(Rows from a data collection)
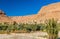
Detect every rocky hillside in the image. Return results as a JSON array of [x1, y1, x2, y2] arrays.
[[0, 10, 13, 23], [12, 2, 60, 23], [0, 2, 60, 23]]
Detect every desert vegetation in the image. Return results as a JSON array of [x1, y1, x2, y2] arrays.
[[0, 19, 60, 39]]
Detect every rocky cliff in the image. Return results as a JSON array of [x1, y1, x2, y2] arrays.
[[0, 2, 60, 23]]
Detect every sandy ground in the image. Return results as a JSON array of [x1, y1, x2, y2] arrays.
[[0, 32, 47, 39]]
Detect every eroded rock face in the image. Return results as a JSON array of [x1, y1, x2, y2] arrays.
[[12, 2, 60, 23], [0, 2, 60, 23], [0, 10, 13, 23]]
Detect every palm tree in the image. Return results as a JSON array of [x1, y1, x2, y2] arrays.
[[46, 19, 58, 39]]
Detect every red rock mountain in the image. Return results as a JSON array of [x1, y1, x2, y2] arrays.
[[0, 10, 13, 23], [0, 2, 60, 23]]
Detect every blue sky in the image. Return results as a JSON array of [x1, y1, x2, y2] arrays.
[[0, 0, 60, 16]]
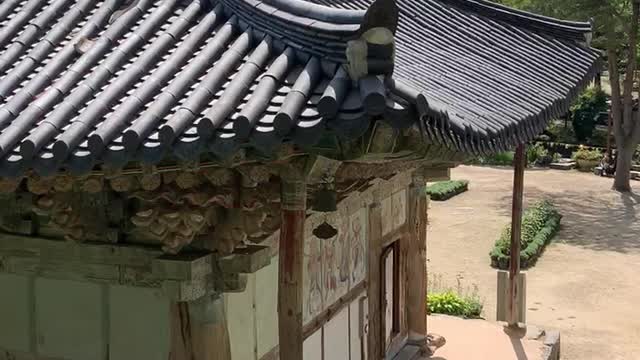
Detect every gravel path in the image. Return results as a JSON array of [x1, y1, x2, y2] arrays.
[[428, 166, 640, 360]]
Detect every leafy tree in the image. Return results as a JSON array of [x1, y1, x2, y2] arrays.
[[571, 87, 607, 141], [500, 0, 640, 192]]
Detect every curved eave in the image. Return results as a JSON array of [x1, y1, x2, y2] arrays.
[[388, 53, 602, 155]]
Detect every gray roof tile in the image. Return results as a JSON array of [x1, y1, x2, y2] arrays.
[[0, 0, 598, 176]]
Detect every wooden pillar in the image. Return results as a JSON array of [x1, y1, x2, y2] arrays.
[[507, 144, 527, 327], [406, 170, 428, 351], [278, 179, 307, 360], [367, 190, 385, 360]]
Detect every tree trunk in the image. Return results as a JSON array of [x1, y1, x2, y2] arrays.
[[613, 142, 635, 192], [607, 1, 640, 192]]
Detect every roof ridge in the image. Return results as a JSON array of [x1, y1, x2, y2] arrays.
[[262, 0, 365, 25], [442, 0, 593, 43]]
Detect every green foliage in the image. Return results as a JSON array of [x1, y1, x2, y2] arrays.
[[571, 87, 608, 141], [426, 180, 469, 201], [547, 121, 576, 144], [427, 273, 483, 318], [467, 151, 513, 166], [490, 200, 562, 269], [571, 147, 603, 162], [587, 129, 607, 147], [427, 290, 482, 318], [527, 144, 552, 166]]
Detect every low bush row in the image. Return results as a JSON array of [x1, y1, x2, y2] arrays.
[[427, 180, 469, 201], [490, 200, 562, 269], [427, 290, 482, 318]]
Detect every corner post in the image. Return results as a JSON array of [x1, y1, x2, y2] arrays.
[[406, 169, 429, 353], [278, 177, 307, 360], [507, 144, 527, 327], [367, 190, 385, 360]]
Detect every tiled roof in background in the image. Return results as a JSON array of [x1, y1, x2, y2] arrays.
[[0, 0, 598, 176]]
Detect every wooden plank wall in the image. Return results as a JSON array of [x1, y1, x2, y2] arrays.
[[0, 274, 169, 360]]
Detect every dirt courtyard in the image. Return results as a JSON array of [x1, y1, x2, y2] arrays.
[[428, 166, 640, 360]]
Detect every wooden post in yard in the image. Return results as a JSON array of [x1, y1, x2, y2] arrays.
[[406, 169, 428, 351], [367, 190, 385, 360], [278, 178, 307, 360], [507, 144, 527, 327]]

▸ Given instruction
Which lines in the rows above contain the word "roof"? Report each of them in full.

▸ Answer to this problem
Detect every gray roof tile in the image. Return results as a JSON array of [x1, y1, x2, y2] arrays.
Detect every roof ridge in the image. Return results as a JSON array of [x1, y1, x2, y2] arrays.
Detect every tiled roof in background in the image. Return results as a JSON array of [x1, y1, x2, y2] arrays.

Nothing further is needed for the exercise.